---------- READING TEXT

London Heathrow Airport has begun providing rapid COVID-19 tests for departing passengers, with results provided within an hour, as pressure mounts to open up international travel.
A new facility has been purpose-built in two of the iconic British airport’s terminals, to provide rapid COVID-19 testing for passengers travelling to destinations that require a negative pre-departure test result, including Hong Kong and Italy.
The facility is to be run by two private companies, Collinson and Swissport, and tests will cost passengers £80.
Airlines such as British Airways, Virgin Atlantic and Cathay Pacific are among the first to offer these tests to passengers flying from Terminals 2 and 5.
“Many other countries are already using testing to keep their borders safe while restarting trade and travel,” said John Holland-Kaye, chief executive of London Heathrow.
“These facilities will make it easier for passengers going to those countries to get a test and have the potential to provide a service for arriving passengers.”
Meanwhile, UK Transport Secretary Grant Shapps has announced 1 December as the target date to establish rapid post-arrival COVID-19 testing, which could see quarantine restrictions halved for overseas arrivals into the UK.
The new system, referred to as the “test and release” system could shorten the current 14-day quarantine period down to seven days for overseas arrivals flying in from countries with high COVID-19 infection rates.
It would see overseas arrivals tested for COVID-19 seven days after arrival, during which period they would be self-isolating. Should the test be negative, they would then be free to leave self-isolation.

--------------------
---------- ENTRIES SHOWN

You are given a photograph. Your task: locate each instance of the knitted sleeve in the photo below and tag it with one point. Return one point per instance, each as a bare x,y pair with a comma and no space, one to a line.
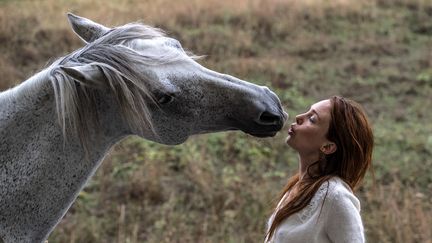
344,224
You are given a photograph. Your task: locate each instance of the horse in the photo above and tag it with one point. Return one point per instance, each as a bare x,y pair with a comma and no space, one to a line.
57,126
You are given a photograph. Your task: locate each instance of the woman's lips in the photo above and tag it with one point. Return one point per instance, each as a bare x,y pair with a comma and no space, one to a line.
290,131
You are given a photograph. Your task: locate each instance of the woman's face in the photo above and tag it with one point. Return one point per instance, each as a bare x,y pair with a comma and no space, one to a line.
308,133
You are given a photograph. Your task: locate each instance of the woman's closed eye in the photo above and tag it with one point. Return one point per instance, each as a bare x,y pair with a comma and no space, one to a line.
312,118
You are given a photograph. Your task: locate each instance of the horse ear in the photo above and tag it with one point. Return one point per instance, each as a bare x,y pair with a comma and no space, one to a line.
86,29
87,75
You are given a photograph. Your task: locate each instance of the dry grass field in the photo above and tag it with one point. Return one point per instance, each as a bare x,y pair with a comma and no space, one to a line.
219,187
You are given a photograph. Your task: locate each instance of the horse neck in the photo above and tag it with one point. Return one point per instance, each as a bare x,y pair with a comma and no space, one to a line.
38,168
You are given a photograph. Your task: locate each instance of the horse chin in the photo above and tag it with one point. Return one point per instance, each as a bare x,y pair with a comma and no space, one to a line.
263,135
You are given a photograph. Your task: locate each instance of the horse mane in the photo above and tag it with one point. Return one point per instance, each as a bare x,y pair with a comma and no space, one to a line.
76,103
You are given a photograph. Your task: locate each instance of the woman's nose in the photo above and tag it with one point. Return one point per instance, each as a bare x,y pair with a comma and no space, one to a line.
298,119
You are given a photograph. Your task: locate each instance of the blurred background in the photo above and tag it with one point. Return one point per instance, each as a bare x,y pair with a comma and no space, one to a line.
221,187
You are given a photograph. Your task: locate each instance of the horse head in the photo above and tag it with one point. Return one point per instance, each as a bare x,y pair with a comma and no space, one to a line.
166,95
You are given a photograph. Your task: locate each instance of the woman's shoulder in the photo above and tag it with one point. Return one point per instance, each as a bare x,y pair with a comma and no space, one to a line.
340,193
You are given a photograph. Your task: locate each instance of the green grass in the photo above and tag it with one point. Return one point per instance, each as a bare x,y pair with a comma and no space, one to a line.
219,187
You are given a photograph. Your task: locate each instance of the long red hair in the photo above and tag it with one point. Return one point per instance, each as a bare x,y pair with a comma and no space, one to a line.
350,130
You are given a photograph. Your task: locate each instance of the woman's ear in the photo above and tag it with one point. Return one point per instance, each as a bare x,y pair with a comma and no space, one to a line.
328,148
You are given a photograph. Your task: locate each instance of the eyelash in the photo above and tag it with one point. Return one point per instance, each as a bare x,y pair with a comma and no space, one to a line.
312,119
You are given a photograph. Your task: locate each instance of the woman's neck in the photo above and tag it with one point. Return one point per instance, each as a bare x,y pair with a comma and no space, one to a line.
305,160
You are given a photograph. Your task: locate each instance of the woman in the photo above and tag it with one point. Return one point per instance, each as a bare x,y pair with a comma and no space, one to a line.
334,142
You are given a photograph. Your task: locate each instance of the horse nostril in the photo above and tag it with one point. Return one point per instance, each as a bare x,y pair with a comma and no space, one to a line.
268,118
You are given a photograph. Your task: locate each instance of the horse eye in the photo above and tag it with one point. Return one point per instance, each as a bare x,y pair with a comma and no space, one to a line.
165,99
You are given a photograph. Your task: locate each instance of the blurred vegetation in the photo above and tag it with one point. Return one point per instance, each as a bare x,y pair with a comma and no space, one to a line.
220,187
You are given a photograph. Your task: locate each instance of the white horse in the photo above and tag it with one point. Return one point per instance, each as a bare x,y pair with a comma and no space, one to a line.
57,126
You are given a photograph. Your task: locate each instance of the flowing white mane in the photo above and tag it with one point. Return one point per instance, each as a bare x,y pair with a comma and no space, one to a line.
118,62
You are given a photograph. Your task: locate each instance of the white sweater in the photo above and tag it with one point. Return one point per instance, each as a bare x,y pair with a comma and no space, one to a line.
339,222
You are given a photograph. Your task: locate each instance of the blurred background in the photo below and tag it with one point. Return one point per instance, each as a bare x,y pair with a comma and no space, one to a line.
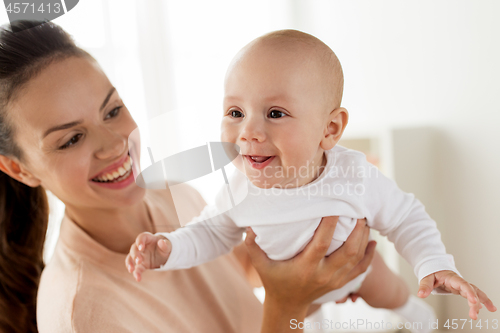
422,80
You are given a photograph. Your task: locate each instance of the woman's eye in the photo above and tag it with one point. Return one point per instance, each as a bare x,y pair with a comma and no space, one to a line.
114,112
276,114
236,114
71,141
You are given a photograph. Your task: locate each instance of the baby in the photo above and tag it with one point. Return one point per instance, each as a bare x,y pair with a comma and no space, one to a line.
282,108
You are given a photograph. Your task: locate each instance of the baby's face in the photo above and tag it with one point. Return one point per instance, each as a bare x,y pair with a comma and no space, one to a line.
276,112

--------------------

[TASK SET]:
a) In the Heathrow testing article, swap "Hong Kong" for "Singapore" and give the passage again, beginning at the words "London Heathrow Airport" and stopping after "Terminals 2 and 5.".
b) State whether each statement agrees with the Heathrow testing article, and support each answer with the deciding words quoted from it: (i) Passengers pay £80 for a test. (ii) Test results are delivered within a day. (iii) The "test and release" system could cut the quarantine period to five days.
c) Write the next part of the Heathrow testing article, following on from its final sentence.
The records were taken from a separate source.

[REPLIES]:
a)
London Heathrow Airport has begun providing rapid COVID-19 tests for departing passengers, with results provided within an hour, as pressure mounts to open up international travel.
A new facility has been purpose-built in two of the iconic British airport’s terminals, to provide rapid COVID-19 testing for passengers travelling to destinations that require a negative pre-departure test result, including Singapore and Italy.
The facility is to be run by two private companies, Collinson and Swissport, and tests will cost passengers £80.
Airlines such as British Airways, Virgin Atlantic and Cathay Pacific are among the first to offer these tests to passengers flying from Terminals 2 and 5.

b)
(i) Yes: "tests will cost passengers £80."
(ii) No: "with results provided within an hour"
(iii) No: "could shorten the current 14-day quarantine period down to seven days"

c)
“My ministerial colleagues and I have agreed [to] a regime based on a single test provided by the private sector and at the cost of the passenger after a period of self-isolation,” Secretary Shapps said on Monday.
“Public Health England will set the quality for the test itself and then it will be up to the private sector to provide a test up to that quality,” he added, noting that the testing capacity of the NHS would not be affected by the new testing regime.
It is still yet to be advised how this testing regime would work, and whether or not travellers would need to transport themselves back to the airport for the test on their seventh day in Britain.
It is unclear whether arrivals would receive a testing kit in the airport to administer at home themselves or have to return to the airport to be tested under the government’s plans.
It comes following extensive calls from the travel and airline industries to introduce pre-departure COVID-19 testing in lieu of 14-day quarantine requirements, in order to reinvigorate demand for international travel.
However, the UK government has been reluctant to introduce such a policy, due to the potential of early or asymptomatic infections being missed by a single pre-departure test.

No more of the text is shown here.